● Raw data:
┄┄┄┄┄┄
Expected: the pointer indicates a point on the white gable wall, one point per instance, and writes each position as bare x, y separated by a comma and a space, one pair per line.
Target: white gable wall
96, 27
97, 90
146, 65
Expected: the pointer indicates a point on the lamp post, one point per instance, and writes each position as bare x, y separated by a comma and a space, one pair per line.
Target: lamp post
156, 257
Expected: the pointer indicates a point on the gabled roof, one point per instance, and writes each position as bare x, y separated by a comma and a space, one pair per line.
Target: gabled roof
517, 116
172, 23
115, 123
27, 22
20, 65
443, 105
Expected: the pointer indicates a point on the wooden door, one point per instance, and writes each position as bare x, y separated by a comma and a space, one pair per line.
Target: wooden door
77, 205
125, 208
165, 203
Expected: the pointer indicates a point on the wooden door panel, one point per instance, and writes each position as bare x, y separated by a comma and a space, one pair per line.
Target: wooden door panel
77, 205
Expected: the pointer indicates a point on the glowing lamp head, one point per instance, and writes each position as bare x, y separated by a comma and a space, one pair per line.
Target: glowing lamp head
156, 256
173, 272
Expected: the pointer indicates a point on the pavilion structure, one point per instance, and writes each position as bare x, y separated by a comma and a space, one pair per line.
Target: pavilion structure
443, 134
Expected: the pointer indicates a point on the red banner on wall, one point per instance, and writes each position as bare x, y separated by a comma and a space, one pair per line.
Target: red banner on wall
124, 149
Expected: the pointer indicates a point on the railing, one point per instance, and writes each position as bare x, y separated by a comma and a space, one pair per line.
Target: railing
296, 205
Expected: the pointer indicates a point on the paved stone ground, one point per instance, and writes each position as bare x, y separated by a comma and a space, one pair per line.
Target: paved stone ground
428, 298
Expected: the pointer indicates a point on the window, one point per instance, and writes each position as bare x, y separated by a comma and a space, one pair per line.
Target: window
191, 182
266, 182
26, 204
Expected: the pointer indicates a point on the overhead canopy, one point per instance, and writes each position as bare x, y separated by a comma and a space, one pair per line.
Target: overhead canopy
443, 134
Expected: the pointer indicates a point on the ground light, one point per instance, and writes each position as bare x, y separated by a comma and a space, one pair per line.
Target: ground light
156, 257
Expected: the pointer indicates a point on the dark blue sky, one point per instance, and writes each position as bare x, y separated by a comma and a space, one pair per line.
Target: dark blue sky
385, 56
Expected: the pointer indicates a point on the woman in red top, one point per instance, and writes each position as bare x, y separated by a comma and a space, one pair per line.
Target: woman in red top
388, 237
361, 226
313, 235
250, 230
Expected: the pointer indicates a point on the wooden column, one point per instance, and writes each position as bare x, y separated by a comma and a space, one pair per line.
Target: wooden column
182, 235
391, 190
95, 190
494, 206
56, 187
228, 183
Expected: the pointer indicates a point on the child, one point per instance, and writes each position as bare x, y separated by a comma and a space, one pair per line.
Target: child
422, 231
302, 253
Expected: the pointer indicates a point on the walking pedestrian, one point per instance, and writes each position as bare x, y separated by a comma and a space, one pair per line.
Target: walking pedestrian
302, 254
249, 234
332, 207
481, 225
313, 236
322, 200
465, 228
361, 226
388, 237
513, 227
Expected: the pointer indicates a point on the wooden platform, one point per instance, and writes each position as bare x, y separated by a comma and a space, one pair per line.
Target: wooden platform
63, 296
┄┄┄┄┄┄
● Aim of the task: Send back exactly the lines from the line with "Expected: the pointer indicates a point on the child, one" through the end of the records.

● Answer for this exercise:
Expected: the pointer indicates a point on the child, one point per instance, and writes each position as bare x, y separated by a comma and a space, one pair per line.
Target: child
422, 231
302, 253
Expected: the pointer indicates a point on the walking pedestrian, one point per instance, and writes each position as bare x, y separated by a comma and a space, one pair per line.
Target: walking pedestrian
302, 254
249, 234
332, 207
481, 225
313, 236
322, 200
465, 228
361, 226
388, 237
513, 227
Expected: the pointer indicates a point on the wooden platform, one point per instance, and writes each position as bare x, y separated by a comma and a space, one pair per line.
Target: wooden platform
63, 296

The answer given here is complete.